Given data:
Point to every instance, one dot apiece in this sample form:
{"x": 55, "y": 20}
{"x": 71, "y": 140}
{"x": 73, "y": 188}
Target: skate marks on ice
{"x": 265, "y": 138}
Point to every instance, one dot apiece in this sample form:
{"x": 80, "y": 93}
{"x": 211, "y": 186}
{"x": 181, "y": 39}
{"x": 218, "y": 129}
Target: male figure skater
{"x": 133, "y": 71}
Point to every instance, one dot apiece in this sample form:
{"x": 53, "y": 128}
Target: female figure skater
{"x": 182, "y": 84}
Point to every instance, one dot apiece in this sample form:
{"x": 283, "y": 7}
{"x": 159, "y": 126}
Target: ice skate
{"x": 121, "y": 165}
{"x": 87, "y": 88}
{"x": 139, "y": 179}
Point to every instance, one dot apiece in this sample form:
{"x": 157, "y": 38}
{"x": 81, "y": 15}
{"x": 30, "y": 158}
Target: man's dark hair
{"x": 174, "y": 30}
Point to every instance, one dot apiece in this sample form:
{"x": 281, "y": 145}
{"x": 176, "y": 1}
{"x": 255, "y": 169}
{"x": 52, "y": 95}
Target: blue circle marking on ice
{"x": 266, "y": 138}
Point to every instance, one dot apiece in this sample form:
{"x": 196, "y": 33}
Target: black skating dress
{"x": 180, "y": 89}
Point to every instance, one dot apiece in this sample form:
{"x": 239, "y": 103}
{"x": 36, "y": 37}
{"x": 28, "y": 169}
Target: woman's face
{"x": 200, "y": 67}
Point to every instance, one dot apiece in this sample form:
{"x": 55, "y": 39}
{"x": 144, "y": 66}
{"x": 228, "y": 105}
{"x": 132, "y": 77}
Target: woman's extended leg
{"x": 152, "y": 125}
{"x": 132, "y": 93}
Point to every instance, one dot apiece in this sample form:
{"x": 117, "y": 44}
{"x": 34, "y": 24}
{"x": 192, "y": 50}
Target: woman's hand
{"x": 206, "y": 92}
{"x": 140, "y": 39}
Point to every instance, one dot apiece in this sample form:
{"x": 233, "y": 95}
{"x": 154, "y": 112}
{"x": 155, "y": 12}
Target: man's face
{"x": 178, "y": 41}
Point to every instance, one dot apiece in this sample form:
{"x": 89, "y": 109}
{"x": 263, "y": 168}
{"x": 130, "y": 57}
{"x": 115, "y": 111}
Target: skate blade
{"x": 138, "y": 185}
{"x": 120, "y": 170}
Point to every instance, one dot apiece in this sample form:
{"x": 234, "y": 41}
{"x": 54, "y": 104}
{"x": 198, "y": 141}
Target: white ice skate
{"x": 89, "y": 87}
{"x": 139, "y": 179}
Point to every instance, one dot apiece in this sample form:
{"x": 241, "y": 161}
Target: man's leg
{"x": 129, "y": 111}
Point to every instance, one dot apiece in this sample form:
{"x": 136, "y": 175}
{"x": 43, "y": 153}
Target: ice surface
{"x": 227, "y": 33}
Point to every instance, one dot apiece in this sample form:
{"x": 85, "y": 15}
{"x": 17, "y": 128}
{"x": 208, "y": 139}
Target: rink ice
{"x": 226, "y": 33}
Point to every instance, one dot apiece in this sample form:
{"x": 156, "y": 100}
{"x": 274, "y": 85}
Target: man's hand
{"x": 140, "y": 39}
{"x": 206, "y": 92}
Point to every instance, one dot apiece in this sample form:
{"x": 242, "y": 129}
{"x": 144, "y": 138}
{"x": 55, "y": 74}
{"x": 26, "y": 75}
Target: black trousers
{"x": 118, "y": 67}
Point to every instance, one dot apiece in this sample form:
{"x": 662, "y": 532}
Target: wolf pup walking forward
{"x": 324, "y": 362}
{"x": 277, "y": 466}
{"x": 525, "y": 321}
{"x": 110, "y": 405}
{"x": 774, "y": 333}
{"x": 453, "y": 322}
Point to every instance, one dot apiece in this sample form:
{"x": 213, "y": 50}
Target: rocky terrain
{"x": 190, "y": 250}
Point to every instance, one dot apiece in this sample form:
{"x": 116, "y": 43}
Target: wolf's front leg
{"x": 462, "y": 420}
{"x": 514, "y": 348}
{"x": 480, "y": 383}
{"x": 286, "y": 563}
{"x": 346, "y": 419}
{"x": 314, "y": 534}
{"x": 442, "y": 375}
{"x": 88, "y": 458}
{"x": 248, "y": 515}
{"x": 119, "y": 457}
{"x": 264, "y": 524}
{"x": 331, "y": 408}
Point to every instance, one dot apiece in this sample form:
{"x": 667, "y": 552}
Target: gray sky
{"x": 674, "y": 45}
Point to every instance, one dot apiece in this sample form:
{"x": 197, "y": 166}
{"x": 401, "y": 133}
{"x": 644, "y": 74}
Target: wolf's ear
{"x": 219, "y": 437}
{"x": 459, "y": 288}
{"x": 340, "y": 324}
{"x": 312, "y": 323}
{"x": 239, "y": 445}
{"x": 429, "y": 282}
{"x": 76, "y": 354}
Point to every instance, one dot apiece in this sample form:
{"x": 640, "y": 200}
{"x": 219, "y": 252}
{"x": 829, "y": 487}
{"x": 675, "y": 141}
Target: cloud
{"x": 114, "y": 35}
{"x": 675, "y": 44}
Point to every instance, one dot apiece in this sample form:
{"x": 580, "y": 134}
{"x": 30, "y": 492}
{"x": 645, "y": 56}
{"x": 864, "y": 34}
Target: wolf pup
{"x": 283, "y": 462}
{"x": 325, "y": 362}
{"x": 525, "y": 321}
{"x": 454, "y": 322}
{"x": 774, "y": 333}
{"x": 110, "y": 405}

What to produce: Extract the complete listing above, reproducing each line exactly.

Exercise response:
Point to every instance, one dot apiece in this sample form:
{"x": 55, "y": 20}
{"x": 71, "y": 140}
{"x": 73, "y": 188}
Target: skate marks on ice
{"x": 265, "y": 138}
Point to every instance, one dot apiece in this sample form:
{"x": 80, "y": 93}
{"x": 211, "y": 186}
{"x": 181, "y": 39}
{"x": 218, "y": 129}
Target: male figure skater
{"x": 133, "y": 71}
Point to every instance, one dot apiece in this sample form:
{"x": 53, "y": 128}
Target: female figure skater
{"x": 182, "y": 84}
Point to every instance, one dot apiece in this sample form:
{"x": 283, "y": 7}
{"x": 159, "y": 126}
Target: ice skate
{"x": 121, "y": 165}
{"x": 87, "y": 88}
{"x": 139, "y": 179}
Point to every instance, one dot apiece in this sample form:
{"x": 157, "y": 38}
{"x": 81, "y": 15}
{"x": 30, "y": 158}
Target: man's dark hair
{"x": 174, "y": 30}
Point to every instance, one dot apiece in this sample form:
{"x": 281, "y": 145}
{"x": 176, "y": 1}
{"x": 255, "y": 169}
{"x": 52, "y": 95}
Target: blue circle marking on ice
{"x": 266, "y": 138}
Point to every instance, one dot apiece in this sample form:
{"x": 196, "y": 33}
Target: black skating dress
{"x": 180, "y": 89}
Point to every instance, one dot apiece in this sample form:
{"x": 239, "y": 103}
{"x": 36, "y": 37}
{"x": 28, "y": 169}
Target: woman's face
{"x": 200, "y": 67}
Point to every instance, one dot apiece in this sample form:
{"x": 55, "y": 39}
{"x": 144, "y": 66}
{"x": 228, "y": 105}
{"x": 132, "y": 77}
Target: woman's extended leg
{"x": 152, "y": 125}
{"x": 132, "y": 93}
Point to every instance, one dot apiece in this sample form:
{"x": 117, "y": 44}
{"x": 34, "y": 24}
{"x": 192, "y": 50}
Target: woman's hand
{"x": 206, "y": 92}
{"x": 140, "y": 39}
Point to every instance, one dot apiece in this sample form:
{"x": 233, "y": 95}
{"x": 154, "y": 112}
{"x": 155, "y": 12}
Target: man's face
{"x": 178, "y": 41}
Point to every instance, one dot apiece in this sample form:
{"x": 89, "y": 109}
{"x": 263, "y": 168}
{"x": 130, "y": 57}
{"x": 115, "y": 111}
Target: skate blade
{"x": 138, "y": 185}
{"x": 120, "y": 170}
Point to every instance, one dot apiece in this sample form:
{"x": 234, "y": 41}
{"x": 54, "y": 104}
{"x": 198, "y": 141}
Target: white ice skate
{"x": 89, "y": 87}
{"x": 139, "y": 179}
Point to every instance, one dot apiece in this sample form:
{"x": 241, "y": 161}
Target: man's leg
{"x": 129, "y": 111}
Point to every instance, one dot apiece in this sample form:
{"x": 136, "y": 175}
{"x": 43, "y": 153}
Target: ice surface
{"x": 227, "y": 33}
Point to every instance, one dot apiece in this sample form:
{"x": 85, "y": 15}
{"x": 17, "y": 128}
{"x": 208, "y": 139}
Target: rink ice
{"x": 226, "y": 33}
Point to every instance, one dot apiece in this sample form:
{"x": 156, "y": 100}
{"x": 274, "y": 85}
Target: man's hand
{"x": 140, "y": 39}
{"x": 206, "y": 92}
Point to every instance, one dot apiece in this sample form:
{"x": 242, "y": 129}
{"x": 144, "y": 138}
{"x": 55, "y": 74}
{"x": 26, "y": 75}
Target: black trousers
{"x": 118, "y": 67}
Point to every instance, one dot apiece in this sample form:
{"x": 662, "y": 532}
Target: wolf pup walking forward
{"x": 324, "y": 362}
{"x": 277, "y": 466}
{"x": 525, "y": 321}
{"x": 110, "y": 405}
{"x": 774, "y": 333}
{"x": 453, "y": 322}
Point to every instance, one dot apiece in this sample form:
{"x": 213, "y": 50}
Target: rocky terrain
{"x": 190, "y": 250}
Point to every instance, one dot apiece in this sample form:
{"x": 116, "y": 43}
Target: wolf's front leg
{"x": 462, "y": 420}
{"x": 514, "y": 348}
{"x": 480, "y": 383}
{"x": 286, "y": 563}
{"x": 346, "y": 419}
{"x": 314, "y": 534}
{"x": 442, "y": 375}
{"x": 88, "y": 458}
{"x": 248, "y": 515}
{"x": 119, "y": 457}
{"x": 264, "y": 524}
{"x": 331, "y": 408}
Point to every instance, one dot apiece in this sample form:
{"x": 667, "y": 552}
Target: gray sky
{"x": 674, "y": 45}
Point to every instance, one dot apiece in this sample form:
{"x": 197, "y": 166}
{"x": 401, "y": 133}
{"x": 644, "y": 74}
Target: wolf's ear
{"x": 219, "y": 437}
{"x": 459, "y": 288}
{"x": 340, "y": 324}
{"x": 312, "y": 323}
{"x": 239, "y": 445}
{"x": 429, "y": 282}
{"x": 76, "y": 354}
Point to every instance, one dot apiece in this sample form:
{"x": 640, "y": 200}
{"x": 219, "y": 252}
{"x": 829, "y": 487}
{"x": 675, "y": 141}
Target: cloud
{"x": 114, "y": 35}
{"x": 675, "y": 44}
Point to every instance, one dot apiece in this sample form:
{"x": 580, "y": 134}
{"x": 30, "y": 492}
{"x": 645, "y": 56}
{"x": 864, "y": 34}
Target: wolf pup
{"x": 283, "y": 462}
{"x": 325, "y": 362}
{"x": 525, "y": 321}
{"x": 454, "y": 322}
{"x": 774, "y": 333}
{"x": 110, "y": 405}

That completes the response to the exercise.